++++ Data provided ++++

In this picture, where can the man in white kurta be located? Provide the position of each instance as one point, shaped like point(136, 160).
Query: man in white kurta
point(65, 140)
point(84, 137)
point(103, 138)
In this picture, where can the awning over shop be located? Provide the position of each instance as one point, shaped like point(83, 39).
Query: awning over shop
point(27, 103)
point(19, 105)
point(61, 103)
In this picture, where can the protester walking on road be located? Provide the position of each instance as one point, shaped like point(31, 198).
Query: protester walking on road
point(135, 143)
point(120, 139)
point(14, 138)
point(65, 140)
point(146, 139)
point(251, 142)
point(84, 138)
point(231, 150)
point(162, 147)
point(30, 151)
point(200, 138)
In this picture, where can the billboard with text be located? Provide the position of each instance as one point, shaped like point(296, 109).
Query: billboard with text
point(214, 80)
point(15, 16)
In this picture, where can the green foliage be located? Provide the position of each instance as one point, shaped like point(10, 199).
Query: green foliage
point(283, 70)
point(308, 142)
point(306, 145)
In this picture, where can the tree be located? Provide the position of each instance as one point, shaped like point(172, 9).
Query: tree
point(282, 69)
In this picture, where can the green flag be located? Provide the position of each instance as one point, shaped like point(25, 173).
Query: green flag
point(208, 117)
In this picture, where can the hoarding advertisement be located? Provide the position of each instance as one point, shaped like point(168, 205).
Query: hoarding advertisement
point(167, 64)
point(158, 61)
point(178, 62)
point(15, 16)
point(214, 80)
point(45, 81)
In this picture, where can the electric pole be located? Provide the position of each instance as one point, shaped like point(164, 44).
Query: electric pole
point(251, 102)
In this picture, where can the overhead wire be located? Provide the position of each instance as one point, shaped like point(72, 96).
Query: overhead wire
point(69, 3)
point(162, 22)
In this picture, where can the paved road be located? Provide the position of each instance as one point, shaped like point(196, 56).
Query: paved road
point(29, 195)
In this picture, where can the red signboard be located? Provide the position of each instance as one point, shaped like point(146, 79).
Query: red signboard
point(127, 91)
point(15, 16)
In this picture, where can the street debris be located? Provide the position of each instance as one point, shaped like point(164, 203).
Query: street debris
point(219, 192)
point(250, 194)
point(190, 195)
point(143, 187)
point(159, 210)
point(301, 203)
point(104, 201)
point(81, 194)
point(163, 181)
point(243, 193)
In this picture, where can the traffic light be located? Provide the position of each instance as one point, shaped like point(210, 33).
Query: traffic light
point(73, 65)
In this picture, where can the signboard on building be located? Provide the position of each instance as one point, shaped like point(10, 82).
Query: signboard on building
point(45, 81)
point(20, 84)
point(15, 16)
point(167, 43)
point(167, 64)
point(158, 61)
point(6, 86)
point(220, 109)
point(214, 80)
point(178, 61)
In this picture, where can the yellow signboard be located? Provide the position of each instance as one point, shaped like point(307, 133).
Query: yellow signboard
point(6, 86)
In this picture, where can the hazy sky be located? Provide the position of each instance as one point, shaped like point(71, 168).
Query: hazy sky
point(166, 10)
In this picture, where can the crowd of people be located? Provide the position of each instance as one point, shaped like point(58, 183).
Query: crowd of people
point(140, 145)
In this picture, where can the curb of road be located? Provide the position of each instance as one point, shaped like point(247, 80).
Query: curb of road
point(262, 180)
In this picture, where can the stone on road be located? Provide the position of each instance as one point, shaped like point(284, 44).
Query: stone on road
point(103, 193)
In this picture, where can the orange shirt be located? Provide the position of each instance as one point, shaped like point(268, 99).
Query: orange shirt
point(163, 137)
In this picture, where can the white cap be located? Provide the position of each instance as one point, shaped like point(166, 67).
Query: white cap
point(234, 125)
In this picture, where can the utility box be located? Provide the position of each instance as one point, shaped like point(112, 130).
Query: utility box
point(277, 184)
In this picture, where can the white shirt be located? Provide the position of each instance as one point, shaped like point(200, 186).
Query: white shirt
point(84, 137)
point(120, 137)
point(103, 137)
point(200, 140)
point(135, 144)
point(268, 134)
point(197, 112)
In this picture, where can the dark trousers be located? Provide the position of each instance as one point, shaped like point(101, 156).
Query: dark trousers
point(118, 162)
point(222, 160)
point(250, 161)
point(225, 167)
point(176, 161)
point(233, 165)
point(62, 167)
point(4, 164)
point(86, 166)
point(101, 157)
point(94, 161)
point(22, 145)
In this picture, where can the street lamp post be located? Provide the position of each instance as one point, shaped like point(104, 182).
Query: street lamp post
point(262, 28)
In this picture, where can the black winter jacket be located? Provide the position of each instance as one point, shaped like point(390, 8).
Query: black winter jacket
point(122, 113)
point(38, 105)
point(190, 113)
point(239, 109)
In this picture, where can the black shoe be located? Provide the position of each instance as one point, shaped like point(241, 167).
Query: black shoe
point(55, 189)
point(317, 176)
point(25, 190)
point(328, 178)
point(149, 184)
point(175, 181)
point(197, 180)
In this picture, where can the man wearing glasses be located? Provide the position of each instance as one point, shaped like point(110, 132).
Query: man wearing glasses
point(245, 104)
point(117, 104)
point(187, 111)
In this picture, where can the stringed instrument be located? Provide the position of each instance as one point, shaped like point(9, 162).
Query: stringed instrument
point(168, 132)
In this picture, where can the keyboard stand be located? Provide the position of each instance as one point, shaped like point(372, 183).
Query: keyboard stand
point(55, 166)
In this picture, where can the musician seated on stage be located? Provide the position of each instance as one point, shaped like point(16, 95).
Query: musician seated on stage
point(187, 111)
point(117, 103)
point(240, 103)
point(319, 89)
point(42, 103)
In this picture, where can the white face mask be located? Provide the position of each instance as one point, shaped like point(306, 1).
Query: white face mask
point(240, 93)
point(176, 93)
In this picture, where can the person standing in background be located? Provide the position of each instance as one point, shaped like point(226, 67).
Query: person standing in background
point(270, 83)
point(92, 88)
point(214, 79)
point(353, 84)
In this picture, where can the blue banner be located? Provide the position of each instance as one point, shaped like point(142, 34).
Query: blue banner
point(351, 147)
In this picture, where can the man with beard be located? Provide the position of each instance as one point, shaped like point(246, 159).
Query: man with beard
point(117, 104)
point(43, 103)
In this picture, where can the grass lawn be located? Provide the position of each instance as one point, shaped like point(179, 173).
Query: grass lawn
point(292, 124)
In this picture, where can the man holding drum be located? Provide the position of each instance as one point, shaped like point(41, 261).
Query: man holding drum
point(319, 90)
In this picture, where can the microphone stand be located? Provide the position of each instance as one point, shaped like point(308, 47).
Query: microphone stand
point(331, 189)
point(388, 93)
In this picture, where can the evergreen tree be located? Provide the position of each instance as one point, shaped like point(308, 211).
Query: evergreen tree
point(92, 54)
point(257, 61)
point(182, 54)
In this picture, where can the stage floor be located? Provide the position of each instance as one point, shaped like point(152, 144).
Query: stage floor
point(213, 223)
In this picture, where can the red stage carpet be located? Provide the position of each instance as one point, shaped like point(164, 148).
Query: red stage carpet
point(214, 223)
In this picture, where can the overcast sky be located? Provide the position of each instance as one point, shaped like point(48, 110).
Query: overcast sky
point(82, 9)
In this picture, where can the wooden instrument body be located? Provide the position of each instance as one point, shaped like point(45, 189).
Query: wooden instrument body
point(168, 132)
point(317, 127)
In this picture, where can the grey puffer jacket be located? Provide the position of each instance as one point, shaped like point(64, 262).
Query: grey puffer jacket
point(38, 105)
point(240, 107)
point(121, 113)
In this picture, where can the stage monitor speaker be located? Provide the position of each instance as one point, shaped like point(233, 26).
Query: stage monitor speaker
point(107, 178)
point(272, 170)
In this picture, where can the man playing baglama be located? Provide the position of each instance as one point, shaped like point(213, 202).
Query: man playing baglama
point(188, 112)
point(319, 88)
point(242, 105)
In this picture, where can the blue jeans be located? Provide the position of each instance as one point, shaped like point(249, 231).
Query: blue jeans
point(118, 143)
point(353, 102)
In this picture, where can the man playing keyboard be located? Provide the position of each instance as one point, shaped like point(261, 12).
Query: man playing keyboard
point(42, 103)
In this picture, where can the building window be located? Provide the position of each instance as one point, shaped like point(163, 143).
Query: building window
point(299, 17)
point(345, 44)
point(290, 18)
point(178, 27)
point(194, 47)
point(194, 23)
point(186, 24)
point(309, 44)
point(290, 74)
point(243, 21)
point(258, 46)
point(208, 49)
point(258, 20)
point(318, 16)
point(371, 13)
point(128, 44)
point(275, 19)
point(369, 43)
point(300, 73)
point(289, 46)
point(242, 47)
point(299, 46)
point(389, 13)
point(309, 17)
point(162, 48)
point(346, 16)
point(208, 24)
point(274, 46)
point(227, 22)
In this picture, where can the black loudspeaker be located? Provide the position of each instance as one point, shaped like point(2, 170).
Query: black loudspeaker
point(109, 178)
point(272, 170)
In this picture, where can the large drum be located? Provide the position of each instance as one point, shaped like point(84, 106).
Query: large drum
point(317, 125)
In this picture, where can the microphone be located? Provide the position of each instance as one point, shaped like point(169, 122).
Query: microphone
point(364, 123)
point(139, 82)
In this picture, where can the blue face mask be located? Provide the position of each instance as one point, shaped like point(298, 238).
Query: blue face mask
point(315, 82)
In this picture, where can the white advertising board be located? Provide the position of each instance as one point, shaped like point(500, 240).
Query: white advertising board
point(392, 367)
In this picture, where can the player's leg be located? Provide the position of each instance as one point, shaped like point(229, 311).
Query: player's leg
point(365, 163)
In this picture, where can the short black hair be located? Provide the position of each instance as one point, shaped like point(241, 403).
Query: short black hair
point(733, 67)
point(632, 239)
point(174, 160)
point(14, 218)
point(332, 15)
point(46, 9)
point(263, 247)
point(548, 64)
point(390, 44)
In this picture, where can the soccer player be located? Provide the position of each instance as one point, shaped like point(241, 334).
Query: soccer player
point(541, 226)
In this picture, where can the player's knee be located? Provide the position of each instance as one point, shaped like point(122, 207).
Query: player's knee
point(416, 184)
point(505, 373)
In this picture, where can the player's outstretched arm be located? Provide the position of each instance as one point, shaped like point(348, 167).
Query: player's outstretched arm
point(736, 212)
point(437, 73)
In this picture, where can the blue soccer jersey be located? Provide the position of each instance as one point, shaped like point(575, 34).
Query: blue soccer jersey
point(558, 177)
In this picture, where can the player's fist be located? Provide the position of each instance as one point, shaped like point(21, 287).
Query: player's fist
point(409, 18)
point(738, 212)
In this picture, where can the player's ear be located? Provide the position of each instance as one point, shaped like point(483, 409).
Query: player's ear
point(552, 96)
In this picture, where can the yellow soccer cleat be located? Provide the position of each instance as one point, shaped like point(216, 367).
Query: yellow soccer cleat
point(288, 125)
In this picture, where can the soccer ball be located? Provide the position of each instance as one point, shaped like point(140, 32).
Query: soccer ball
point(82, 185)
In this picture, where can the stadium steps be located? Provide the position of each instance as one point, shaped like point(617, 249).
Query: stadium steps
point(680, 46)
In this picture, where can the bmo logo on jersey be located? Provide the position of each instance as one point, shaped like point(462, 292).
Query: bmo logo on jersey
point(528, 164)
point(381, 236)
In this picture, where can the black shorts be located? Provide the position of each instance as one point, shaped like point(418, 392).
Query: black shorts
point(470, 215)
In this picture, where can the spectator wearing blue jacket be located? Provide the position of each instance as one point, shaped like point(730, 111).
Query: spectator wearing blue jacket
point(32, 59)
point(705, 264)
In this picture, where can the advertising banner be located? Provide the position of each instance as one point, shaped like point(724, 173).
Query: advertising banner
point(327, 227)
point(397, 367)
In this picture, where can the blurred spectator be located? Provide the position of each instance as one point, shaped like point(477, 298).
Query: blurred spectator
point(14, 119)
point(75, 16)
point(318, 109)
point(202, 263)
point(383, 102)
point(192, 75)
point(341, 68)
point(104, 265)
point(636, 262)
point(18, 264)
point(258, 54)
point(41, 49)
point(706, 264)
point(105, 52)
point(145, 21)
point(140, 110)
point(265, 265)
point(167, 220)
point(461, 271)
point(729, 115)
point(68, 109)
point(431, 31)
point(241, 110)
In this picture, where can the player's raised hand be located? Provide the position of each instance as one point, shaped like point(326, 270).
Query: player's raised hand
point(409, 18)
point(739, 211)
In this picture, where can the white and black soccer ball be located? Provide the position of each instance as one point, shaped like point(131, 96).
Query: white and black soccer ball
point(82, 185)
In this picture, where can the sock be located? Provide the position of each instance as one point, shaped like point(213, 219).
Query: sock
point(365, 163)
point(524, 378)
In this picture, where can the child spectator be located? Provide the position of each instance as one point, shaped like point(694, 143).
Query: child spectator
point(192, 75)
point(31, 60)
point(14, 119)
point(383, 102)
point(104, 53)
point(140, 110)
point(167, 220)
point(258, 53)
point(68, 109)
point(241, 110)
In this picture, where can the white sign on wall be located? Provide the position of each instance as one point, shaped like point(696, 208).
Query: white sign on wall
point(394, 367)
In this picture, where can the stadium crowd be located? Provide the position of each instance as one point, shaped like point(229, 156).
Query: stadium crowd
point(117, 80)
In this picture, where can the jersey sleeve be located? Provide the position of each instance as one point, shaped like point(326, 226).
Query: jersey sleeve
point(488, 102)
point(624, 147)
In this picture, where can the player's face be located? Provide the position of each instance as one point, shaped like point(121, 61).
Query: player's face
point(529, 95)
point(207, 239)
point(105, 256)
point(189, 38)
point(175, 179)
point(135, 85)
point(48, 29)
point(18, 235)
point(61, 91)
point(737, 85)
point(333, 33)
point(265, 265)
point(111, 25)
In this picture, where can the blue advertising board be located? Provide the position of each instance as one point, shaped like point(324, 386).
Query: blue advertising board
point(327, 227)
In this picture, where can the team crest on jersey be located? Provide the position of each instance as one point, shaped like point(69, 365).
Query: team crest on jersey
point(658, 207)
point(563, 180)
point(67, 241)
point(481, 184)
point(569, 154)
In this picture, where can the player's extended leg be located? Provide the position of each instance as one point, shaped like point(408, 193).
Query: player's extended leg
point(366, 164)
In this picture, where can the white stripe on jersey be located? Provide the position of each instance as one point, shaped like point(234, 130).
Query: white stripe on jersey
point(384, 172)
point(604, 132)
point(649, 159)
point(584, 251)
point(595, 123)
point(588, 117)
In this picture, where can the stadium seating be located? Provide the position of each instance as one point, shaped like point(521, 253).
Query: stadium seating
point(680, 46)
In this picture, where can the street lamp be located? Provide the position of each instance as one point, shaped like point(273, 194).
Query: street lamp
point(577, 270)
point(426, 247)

++++

[Task details]: In the answer, please give only the lines from the line containing "Query: stadium seating" through the final line of the data, copied exactly.

[Finished exercise]:
Query: stadium seating
point(680, 46)
In this picture, where can the street lamp be located? Provide the position of each instance as one point, shaped like point(273, 194).
Query: street lamp
point(577, 270)
point(426, 247)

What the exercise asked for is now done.